[start of Task material]

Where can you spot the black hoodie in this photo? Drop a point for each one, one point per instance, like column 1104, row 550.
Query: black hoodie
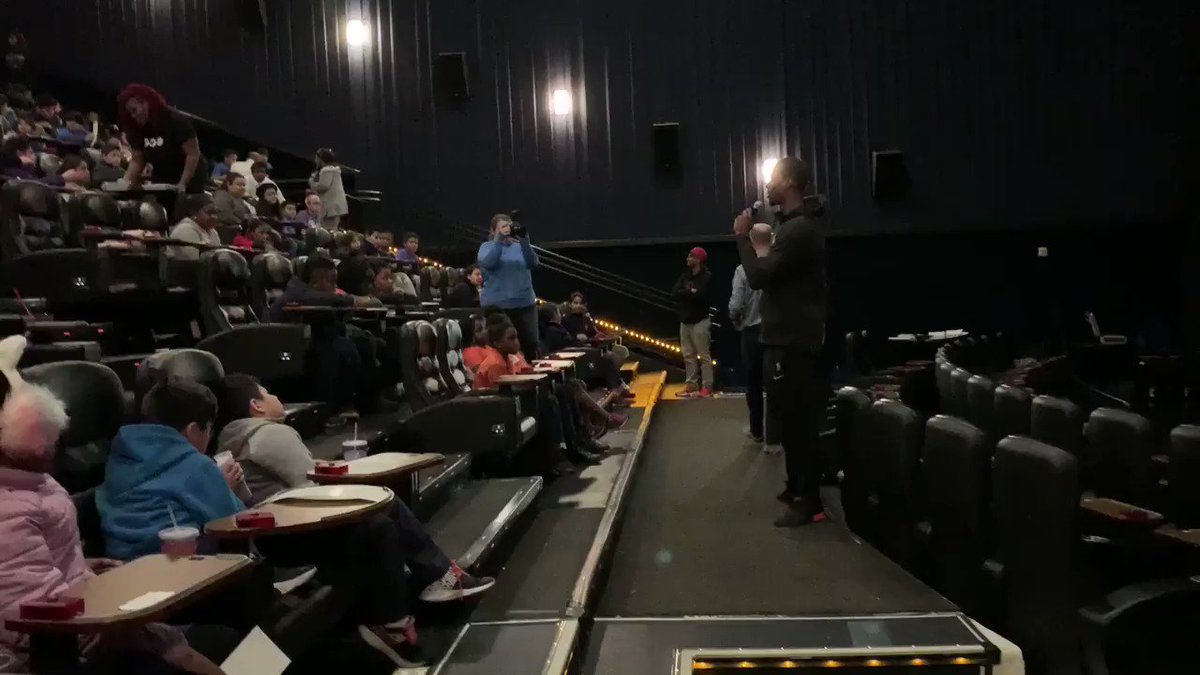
column 693, row 305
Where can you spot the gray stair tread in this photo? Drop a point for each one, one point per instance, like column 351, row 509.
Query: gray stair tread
column 502, row 649
column 541, row 572
column 329, row 446
column 474, row 517
column 433, row 477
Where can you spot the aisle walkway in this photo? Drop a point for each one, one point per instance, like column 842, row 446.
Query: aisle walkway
column 697, row 537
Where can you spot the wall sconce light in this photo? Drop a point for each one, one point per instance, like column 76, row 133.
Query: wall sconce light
column 768, row 168
column 561, row 102
column 355, row 33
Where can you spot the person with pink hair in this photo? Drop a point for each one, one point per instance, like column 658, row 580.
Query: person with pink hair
column 41, row 555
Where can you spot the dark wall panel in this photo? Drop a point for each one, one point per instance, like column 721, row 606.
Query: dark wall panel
column 1020, row 113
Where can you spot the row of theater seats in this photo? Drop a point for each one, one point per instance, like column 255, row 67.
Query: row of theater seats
column 1003, row 525
column 469, row 518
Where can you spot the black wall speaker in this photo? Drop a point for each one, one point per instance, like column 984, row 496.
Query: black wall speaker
column 450, row 77
column 667, row 165
column 889, row 177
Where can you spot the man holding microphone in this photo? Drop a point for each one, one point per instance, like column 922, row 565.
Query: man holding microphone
column 792, row 279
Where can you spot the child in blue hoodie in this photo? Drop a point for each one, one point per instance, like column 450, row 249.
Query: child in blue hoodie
column 159, row 467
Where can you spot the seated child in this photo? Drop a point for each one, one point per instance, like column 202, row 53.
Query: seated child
column 275, row 458
column 37, row 518
column 159, row 469
column 555, row 336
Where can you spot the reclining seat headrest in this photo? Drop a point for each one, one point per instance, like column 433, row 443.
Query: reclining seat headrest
column 196, row 365
column 95, row 404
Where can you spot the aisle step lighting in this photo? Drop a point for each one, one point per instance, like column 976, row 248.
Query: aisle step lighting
column 606, row 324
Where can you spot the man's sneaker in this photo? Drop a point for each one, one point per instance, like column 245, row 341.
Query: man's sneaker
column 399, row 645
column 799, row 514
column 456, row 585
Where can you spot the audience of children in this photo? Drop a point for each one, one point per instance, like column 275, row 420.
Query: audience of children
column 37, row 518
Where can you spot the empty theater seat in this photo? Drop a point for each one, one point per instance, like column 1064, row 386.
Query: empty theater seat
column 981, row 401
column 851, row 408
column 1011, row 411
column 897, row 434
column 959, row 388
column 269, row 275
column 1057, row 422
column 95, row 402
column 1183, row 477
column 1036, row 502
column 1117, row 457
column 955, row 470
column 487, row 425
column 222, row 288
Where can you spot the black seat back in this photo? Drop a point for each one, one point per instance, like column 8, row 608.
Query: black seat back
column 897, row 437
column 33, row 219
column 144, row 214
column 1117, row 457
column 1183, row 477
column 271, row 352
column 1011, row 411
column 95, row 402
column 89, row 210
column 419, row 366
column 981, row 401
column 1036, row 501
column 852, row 405
column 183, row 364
column 955, row 470
column 1057, row 422
column 222, row 288
column 454, row 374
column 269, row 275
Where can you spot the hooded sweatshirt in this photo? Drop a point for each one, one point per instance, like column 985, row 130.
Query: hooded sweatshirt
column 273, row 455
column 150, row 467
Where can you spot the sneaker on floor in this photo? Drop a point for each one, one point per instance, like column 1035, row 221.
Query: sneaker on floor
column 399, row 645
column 456, row 585
column 801, row 514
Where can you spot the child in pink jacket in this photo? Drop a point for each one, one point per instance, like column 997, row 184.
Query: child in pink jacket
column 41, row 554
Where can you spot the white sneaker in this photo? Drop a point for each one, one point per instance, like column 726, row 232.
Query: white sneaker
column 455, row 585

[end of Task material]

Work to be completed ->
Rewrite all of the material above as a JSON list of strings, one string per line, leaving out blank lines and the pictures.

Answer to this task ->
[
  "Where can you spot the black hoodie in this photo? Drop a point for each one, one point per instance, like column 1104, row 550.",
  "Query: black hoodie",
  "column 693, row 305",
  "Where can you spot the gray stair tread in this photo? Drop a point for each one, one point per instance, like column 351, row 509.",
  "Query: gray stair tread",
  "column 502, row 649",
  "column 541, row 572",
  "column 329, row 446",
  "column 474, row 517",
  "column 433, row 477",
  "Where can you spot the aisle walkway in this photo? Drop a point for each one, one point per instance, like column 842, row 446.",
  "Query: aisle walkway",
  "column 697, row 537",
  "Where can you spot the wall sconce light in this photo? Drop a point for each one, one point per instance, like column 76, row 133.",
  "Query: wall sconce light",
  "column 768, row 168",
  "column 561, row 102",
  "column 355, row 33",
  "Where can you spot the person with pink hair in this photo? Drop a point for each one, one point per instance, like column 658, row 580.",
  "Query: person with pink hair",
  "column 41, row 555",
  "Where can you spot the dark wall panel in this photo? Drop a point for each one, one point per instance, like column 721, row 606.",
  "Query: dark wall panel",
  "column 1020, row 113",
  "Where can you spot the row of theater seats in this photo? Drop a point for each one, one point per instance, like column 255, row 67.",
  "Query: row of theater seats",
  "column 1003, row 525",
  "column 469, row 518",
  "Where can you spot the black wall speaker in this photo? Drop a point for each one, one point per instance, like column 984, row 496.",
  "Query: black wall speaker",
  "column 450, row 77",
  "column 667, row 165",
  "column 889, row 177",
  "Where can you spot the man holding microphone in this photo? Drop a point for each one, one point per instance, like column 922, row 565.",
  "Query: man holding microphone",
  "column 792, row 279",
  "Where can you spot the child in blue hoodie in this photo? Drop a point for each one, one point per instance, like column 450, row 249.",
  "Query: child in blue hoodie",
  "column 159, row 467",
  "Where can you spot the seated child in this photo? Drop a point for each one, one point per instance, like column 202, row 53.",
  "Query: seated child",
  "column 275, row 458",
  "column 37, row 518",
  "column 159, row 469",
  "column 555, row 336",
  "Where can you spot the reclining seat headrest in this photo? Drop a point for each one, one point per instance, like column 433, row 443.",
  "Query: reclining seat headrest",
  "column 196, row 365",
  "column 95, row 404",
  "Where can you spot the aisle step lighting in this photo? Drop a point for each one, one point per instance, like column 976, row 248.",
  "Query: aisle step lighting",
  "column 606, row 324",
  "Where can you spot the man's sneaker in this photo? Drop a point for each one, one point per instance, like column 245, row 341.",
  "Query: man's sneaker",
  "column 399, row 645",
  "column 799, row 514",
  "column 456, row 585",
  "Where can you spot the audience of children in this photo? Drop a point for each one, one point per instance, like column 275, row 420.",
  "Query: audience of children",
  "column 37, row 518",
  "Where can you spot the empty theater seat in this photo? Drop a point for each one, one point per instance, like column 1064, row 386.",
  "Query: empty theater seat",
  "column 981, row 401",
  "column 851, row 408",
  "column 1011, row 411",
  "column 897, row 434",
  "column 959, row 388",
  "column 269, row 275",
  "column 1057, row 422",
  "column 95, row 402",
  "column 1183, row 477",
  "column 1036, row 502",
  "column 1117, row 457",
  "column 955, row 470",
  "column 487, row 425",
  "column 222, row 288",
  "Where can you spot the black seat back in this photo? Drop a point for each one, one point per instance, like column 8, row 608.",
  "Query: black seat back",
  "column 897, row 437",
  "column 33, row 219",
  "column 144, row 214",
  "column 1117, row 457",
  "column 1183, row 477",
  "column 271, row 352",
  "column 1011, row 411",
  "column 95, row 402",
  "column 89, row 210",
  "column 419, row 366",
  "column 981, row 401",
  "column 1036, row 501",
  "column 852, row 405",
  "column 183, row 364",
  "column 955, row 470",
  "column 1057, row 422",
  "column 222, row 288",
  "column 454, row 374",
  "column 269, row 275",
  "Where can you spot the hooded sweatshirt in this photo? Drop a point for each one, one point per instance, like column 985, row 130.",
  "Query: hooded sweatshirt",
  "column 273, row 455",
  "column 150, row 467",
  "Where can you spot the sneaker on floor in this photo? Drop a point for each one, one point per instance, like column 1035, row 221.",
  "Query: sneaker on floor",
  "column 399, row 645",
  "column 456, row 585",
  "column 801, row 514",
  "Where can you spot the child in pink jacket in this photo? Drop a point for each one, one point per instance, like column 997, row 184.",
  "Query: child in pink jacket",
  "column 41, row 554",
  "Where can you spot the white sneaker in this photo? Drop a point for each one, one point per instance, like column 726, row 232.",
  "Query: white sneaker",
  "column 455, row 585"
]